[Start Given data]

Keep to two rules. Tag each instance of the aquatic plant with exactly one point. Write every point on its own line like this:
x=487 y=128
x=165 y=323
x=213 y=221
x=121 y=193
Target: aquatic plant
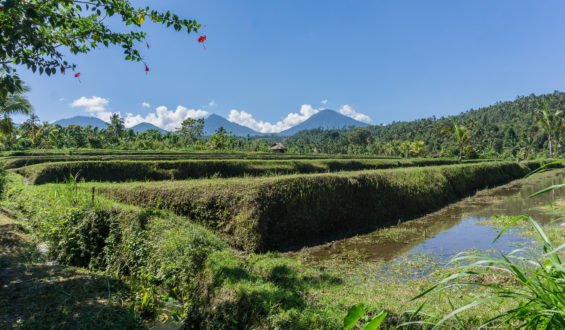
x=534 y=281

[End Given data]

Written exercise: Turn every line of the material above into a Markdown table with the columns Row and Line, numbering each line and skipping any blank ones. Leave the pictures out of your answer.

Answer to the problem:
| Row | Line |
|---|---|
| 1 | Keep to two rules. Tag each instance of the aquatic plant with exactly one point. Write every point on its own line like this: |
| 2 | x=487 y=128 |
| 3 | x=165 y=323 |
| 4 | x=213 y=221 |
| 5 | x=121 y=193 |
| 6 | Target: aquatic plant |
| 7 | x=534 y=281 |